PASSAGE TO READ »
▼▼▼
GPU Computing – What Is It?

Do you keep hearing about GPU computing or acceleration, but are not sure what they mean? Here's everything you need to know.

GPU or Graphics Processing Units are present in all electronic circuits that produce one form of display or the other, especially the computer.

Early graphics processors were relatively simple. But with the advent of gaming, 3D animation, and video rendering tasks that pushed CPUs beyond their limits, more powerful GPUs had to come to the rescue.

These new GPU cards grew in power and complexity over time, with different companies and researchers seeking out ways to leverage their parallel execution advantage. This post shows you how it’s been going so far.

What Is A GPU?

A GPU or Graphics Processing Unit is a specialized circuit designed for the manipulation of data to aid in the creation of images for display. In other words, a GPU is a system that creates the images you see on any display surface, such as the computer monitor, smartphone screen, game consoles, and so on.

GPUs were initially straightforward devices that put graphic elements together to create an ideal output for a specific device. Over time, however, and with the advent of computer gaming, GPUs started to grow in complexity and power, giving birth to GPGPU or General Purpose Computing on GPUs.

What Is GPU Computing?

GPU computing or GPGPU is the use of a GPU for computation beyond graphics. This means using the GPUs embedded in a computer’s video card and originally intended for processing computer graphics for the computation of other types of data, such as scientific simulations, cryptocurrency mining, algebra computations, weather forecasting, neural networks, and so on.

The reason for this evolution of GPU computing comes from the impressive development of graphics processing units, which comes from the distributed parallel architecture of modern GPU systems.

As the computer’s CPU grew more powerful and could handle more complex programs and games, video card makers also tried to keep up with the developments in modern computing and 3D graphics. Nvidia unveiled the GeForce 256 in 1999 as the world’s first GPU video card and things evolved from there.
▲▲▲
AIM 1 » Print the stretch of the GPU computing page from "These new GPU" through "consoles, and so on.".
AIM 2 » Summarize the GPU computing page in two sentences.
Work from the GPU computing page alone.

STORED RECORDS »
▼▼▼
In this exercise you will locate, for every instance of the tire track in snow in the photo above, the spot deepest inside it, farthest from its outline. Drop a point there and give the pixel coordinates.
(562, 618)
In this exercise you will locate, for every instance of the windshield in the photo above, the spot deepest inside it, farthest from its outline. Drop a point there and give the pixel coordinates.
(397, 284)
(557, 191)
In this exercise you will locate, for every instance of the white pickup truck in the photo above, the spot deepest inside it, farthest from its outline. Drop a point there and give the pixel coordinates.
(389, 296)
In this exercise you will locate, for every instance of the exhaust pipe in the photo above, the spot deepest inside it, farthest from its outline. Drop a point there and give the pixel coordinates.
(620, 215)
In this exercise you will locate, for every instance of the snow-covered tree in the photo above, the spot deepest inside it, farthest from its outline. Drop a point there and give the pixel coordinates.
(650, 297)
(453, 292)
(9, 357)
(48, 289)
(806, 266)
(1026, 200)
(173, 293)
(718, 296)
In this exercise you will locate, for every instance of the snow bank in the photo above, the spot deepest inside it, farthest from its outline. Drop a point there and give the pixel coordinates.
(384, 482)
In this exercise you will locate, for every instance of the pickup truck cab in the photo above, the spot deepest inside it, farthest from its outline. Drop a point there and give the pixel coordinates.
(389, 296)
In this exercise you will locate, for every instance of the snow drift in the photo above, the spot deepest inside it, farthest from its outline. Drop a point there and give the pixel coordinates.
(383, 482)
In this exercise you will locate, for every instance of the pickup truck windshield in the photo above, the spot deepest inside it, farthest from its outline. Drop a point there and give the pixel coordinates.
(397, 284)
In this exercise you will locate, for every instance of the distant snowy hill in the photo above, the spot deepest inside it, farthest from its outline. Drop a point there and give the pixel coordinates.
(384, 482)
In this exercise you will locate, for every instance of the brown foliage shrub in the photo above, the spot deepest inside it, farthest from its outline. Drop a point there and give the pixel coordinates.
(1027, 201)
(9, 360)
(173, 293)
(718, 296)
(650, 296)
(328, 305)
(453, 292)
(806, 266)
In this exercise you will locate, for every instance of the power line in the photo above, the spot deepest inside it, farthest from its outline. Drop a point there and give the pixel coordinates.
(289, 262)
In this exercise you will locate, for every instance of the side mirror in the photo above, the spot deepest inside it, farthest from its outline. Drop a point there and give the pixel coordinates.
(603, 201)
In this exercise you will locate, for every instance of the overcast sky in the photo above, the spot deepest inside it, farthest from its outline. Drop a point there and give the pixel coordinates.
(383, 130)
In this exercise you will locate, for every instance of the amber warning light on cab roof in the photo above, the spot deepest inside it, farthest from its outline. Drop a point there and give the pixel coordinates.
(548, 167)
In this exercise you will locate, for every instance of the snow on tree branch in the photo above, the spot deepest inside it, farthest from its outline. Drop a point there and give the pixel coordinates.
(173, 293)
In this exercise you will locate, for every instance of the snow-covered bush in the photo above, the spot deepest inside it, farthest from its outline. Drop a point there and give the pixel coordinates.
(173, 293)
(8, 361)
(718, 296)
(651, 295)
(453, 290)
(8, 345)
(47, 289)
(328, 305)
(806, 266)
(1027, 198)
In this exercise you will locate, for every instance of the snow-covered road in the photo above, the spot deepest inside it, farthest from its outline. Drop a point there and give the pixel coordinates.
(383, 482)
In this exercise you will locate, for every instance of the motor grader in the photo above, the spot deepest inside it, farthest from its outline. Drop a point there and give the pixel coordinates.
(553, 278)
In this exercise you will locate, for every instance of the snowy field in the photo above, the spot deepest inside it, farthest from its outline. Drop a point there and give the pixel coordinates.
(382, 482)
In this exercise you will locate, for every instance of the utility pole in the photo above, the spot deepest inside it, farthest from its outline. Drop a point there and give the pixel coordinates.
▲▲▲
WRITTEN RESPONSE 1 »
These new GPU cards grew in power and complexity over time, with different companies and researchers seeking out ways to leverage their parallel execution advantage. This post shows you how it’s been going so far.

What Is A GPU?

A GPU or Graphics Processing Unit is a specialized circuit designed for the manipulation of data to aid in the creation of images for display. In other words, a GPU is a system that creates the images you see on any display surface, such as the computer monitor, smartphone screen, game consoles, and so on.

WRITTEN RESPONSE 2 » A GPU is a specialized circuit that manipulates data to create images for display, and GPUs grew in power and complexity as gaming, 3D animation and video rendering pushed CPUs beyond their limits. GPU computing, or GPGPU, uses GPUs for computation beyond graphics, such as scientific simulations, weather forecasting and neural networks, an evolution that comes from the distributed parallel architecture of modern GPUs.